• Aim of the task
Report every line in the records that contains the string "small". Case counts.

(begin)

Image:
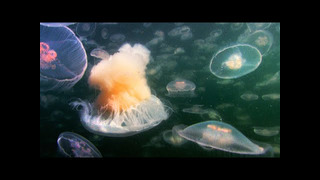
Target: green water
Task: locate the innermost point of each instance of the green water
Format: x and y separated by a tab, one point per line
56	116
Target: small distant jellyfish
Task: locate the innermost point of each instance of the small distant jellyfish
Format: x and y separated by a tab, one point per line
249	96
125	105
260	39
272	96
181	88
63	59
258	26
267	131
56	24
75	146
117	38
195	109
99	53
146	25
85	29
235	61
236	26
104	33
221	136
172	137
216	33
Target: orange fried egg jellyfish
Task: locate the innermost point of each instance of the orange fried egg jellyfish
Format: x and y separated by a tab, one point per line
47	56
125	105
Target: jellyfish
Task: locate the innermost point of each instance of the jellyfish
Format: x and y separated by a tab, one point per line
117	38
260	39
104	33
235	61
63	59
195	109
73	145
99	53
249	96
267	131
56	24
272	96
236	26
274	79
258	26
125	105
172	137
85	29
221	136
181	88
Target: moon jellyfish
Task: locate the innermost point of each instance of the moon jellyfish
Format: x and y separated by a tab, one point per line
125	105
73	145
63	59
56	24
272	96
212	114
221	136
195	109
235	61
104	33
172	137
261	39
99	53
236	26
117	38
85	29
274	79
249	96
257	26
181	88
267	131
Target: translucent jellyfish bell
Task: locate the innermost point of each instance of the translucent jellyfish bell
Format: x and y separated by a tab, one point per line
73	145
172	137
249	96
195	109
257	26
181	88
63	59
235	61
221	136
85	29
260	39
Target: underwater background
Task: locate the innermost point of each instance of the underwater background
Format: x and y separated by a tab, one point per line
168	62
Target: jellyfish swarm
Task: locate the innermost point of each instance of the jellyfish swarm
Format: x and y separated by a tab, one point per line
221	136
63	59
235	61
260	39
125	105
181	88
73	145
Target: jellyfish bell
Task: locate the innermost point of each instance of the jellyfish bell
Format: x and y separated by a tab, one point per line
73	145
257	26
260	39
235	61
181	88
221	136
125	105
85	29
248	96
63	59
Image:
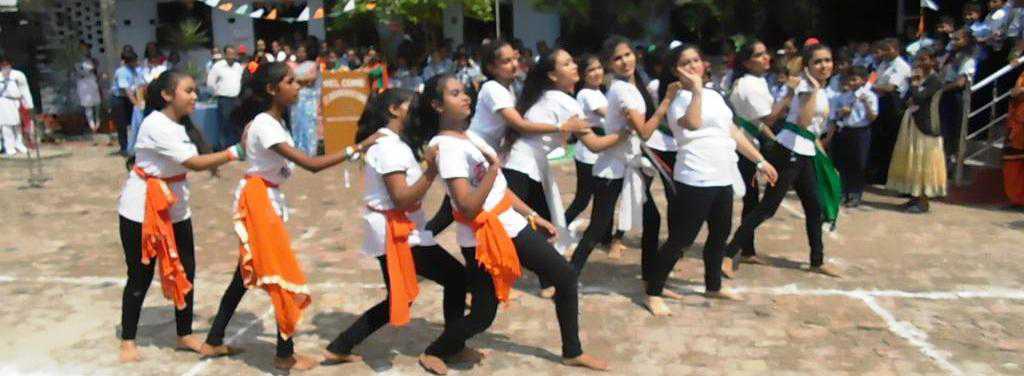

(end)

• Result of this task
Target: small distant jellyfish
Task: locate the innermost point of each instance of the small distant jellyfish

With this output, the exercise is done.